_Directions for this task:_
Pick up the news report on the fog-and-smoke interstate pileup near Montrose after its last sentence and carry it on.

Nine others were injured.

Some travelers were thankful to walk away unharmed.

Paula Cadle was driving to Macon for a doctor’s appointment when she noticed the fog steadily getting worse after she passed the westbound rest stop in Laurens County.

By the time Cadle, who lives in Swainsboro, reached the Montrose area, visibility was almost zero.

She saw flashes of brake lights on tractor-trailers in front of her as one truck swerved around another.

“It was so sudden,” she said. “I braked real fast.”

Cadle was just behind the last vehicles at the tail of the chain reaction. She escaped unscathed.

Joseph White wasn’t so lucky.

White, of Dublin, was several vehicles ahead of Cadle when he swerved into the emergency lane to avoid other cars and was struck in the rear by a truck.

“You couldn’t see anything,” he said. “Tankers and everything else piled on top of us.”

At the back of the wreckage, Cadle pulled to the side of the road. She called 911, but dispatchers had already gotten word about the crash.

Emergency workers shut down all four lanes and evacuated anyone who could walk to an area east of the crash site.

“They weren’t sure about the gases being released, and the smoke was very heavy and there were explosions,” Cadle said.

White likened the sight to “something out of Iraq” as an empty fuel tanker exploded and burned.

The domed end of the tanker’s fuel container rocketed 50 yards down the interstate in a blast that folded the piece of metal in half.

Ambulances took the nine injured to Fairview Park Hospital in Dublin.

By midafternoon, eight had been treated and released. One person was taken to another hospital, a hospital spokesman said.

Fog and smoke

The Georgia Forestry Commission issued a permit Tuesday morning for underbrush to be burned on 75 acres in Montrose, just north of the interstate.

The permit was good for 24 hours.

Later Tuesday, at about 5:20 p.m. state firefighters responded to a wildfire in the area. It’s unclear whether the blaze was spawned by the controlled burn, said Frank Sorrells, of the forestry commission.

It’s not uncommon for smoke to linger long after fires are put out, he said.

Tuesday night was calm, with only a light wind, if any.

Surface moisture created a dense fog that spread throughout the region.

Smoke typically hugs the ground in cool, night air until temperatures rise the following day, said Kent Frantz, a National Weather Service meteorologist.

“When smoke mixes with fog like that ... it has the impact of just making the visibility even lower,” he said.

_Provided data:_

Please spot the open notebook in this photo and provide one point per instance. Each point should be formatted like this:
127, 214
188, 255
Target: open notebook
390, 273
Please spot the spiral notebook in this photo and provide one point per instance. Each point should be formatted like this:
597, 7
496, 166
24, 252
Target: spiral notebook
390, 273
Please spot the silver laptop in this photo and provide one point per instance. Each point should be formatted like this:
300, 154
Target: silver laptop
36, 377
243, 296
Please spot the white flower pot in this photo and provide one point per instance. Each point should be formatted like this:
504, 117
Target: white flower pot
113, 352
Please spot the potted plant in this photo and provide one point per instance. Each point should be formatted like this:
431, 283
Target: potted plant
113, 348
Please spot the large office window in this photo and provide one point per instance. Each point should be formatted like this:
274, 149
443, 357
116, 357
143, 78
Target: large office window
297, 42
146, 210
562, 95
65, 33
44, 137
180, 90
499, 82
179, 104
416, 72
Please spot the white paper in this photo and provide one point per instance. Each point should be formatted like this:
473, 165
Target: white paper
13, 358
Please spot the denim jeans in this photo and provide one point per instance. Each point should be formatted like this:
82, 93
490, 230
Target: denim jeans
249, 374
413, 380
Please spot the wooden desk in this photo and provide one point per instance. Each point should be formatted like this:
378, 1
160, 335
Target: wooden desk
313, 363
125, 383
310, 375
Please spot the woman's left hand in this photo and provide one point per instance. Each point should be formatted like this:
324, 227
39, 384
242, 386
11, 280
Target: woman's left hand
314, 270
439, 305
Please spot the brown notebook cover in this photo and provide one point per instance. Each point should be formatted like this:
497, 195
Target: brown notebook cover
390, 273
---
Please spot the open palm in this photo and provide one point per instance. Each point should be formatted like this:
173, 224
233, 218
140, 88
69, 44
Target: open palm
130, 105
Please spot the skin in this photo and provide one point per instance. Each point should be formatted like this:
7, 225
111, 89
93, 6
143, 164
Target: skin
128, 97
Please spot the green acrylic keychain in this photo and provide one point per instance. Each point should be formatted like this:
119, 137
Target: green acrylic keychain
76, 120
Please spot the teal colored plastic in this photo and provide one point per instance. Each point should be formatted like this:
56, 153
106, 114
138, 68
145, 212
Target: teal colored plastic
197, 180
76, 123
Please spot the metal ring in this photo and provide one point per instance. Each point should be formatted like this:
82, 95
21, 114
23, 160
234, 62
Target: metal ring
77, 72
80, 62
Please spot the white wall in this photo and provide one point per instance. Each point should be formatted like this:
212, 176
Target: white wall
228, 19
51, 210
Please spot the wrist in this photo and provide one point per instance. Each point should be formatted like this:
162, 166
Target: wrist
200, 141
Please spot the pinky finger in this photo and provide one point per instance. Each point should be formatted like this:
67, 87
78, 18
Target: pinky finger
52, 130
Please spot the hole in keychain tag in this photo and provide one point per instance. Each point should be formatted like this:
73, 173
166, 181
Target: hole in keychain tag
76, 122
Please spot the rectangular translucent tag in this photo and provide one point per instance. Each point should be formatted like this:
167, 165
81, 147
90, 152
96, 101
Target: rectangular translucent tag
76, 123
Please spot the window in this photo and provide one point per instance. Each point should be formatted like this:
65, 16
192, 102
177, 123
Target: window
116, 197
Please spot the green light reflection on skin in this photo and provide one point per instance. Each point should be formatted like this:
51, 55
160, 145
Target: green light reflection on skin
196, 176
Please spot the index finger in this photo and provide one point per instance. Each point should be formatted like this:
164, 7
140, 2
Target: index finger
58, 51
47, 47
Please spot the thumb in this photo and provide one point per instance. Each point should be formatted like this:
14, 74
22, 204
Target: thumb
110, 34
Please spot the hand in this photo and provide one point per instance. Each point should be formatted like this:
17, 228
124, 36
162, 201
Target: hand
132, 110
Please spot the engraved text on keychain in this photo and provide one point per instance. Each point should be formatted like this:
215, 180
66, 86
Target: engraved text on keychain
--
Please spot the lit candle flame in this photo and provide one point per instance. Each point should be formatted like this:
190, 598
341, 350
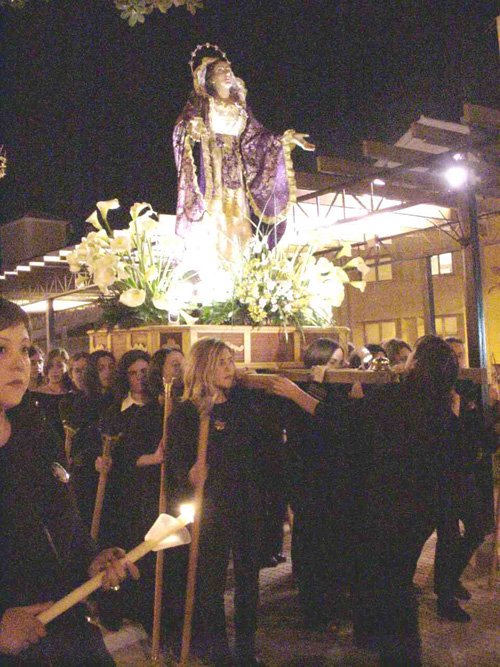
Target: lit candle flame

_Result of this task:_
Jenna Walcott plunged into dark gray smoke as soon as she drove onto I-16 Wednesday morning.

It was about 7:30.

She got on at exit 42 for her daily commute to work at Mercer University.

The smoke “was just choking” as it permeated her Toyota Camry.

Unable to see, the Dublin woman pulled onto the interstate’s shoulder.

There was another car already there, but she didn’t see it until she whipped in front of it.

Walcott switched on her hazard lights and drove on the rumble strip, sometimes at 5 mph or less until she reached exit 32 and the air cleared.

“Someone’s going to get killed,” she thought. “You couldn’t see anything.”

It wasn’t until she got to work and saw online news reports that she realized people had died in a wreck in the area where she had just driven.

Clogged traffic

Cadle, who narrowly avoided becoming part of the pileup, waited by the side of the interstate for about 45 minutes.

A state trooper moved her car so a fire truck could park closer to the wreckage.

Emergency workers cut the thick, metal cable that served as a median divider to allow Cadle and other cars to turn around and drive east, detouring around the crash site.

Westbound lanes remained blocked hours after eastbound lanes reopened shortly after noon.

At one point, traffic was halted in both directions as emergency crews used the eastbound lanes to take the injured to the hospital.

One westbound lane was scheduled to be reopened Wednesday night. The other lane was to remain closed all night.

Investigators from the Georgia State Patrol painted a number on each of the 27 cars and trucks in the crash.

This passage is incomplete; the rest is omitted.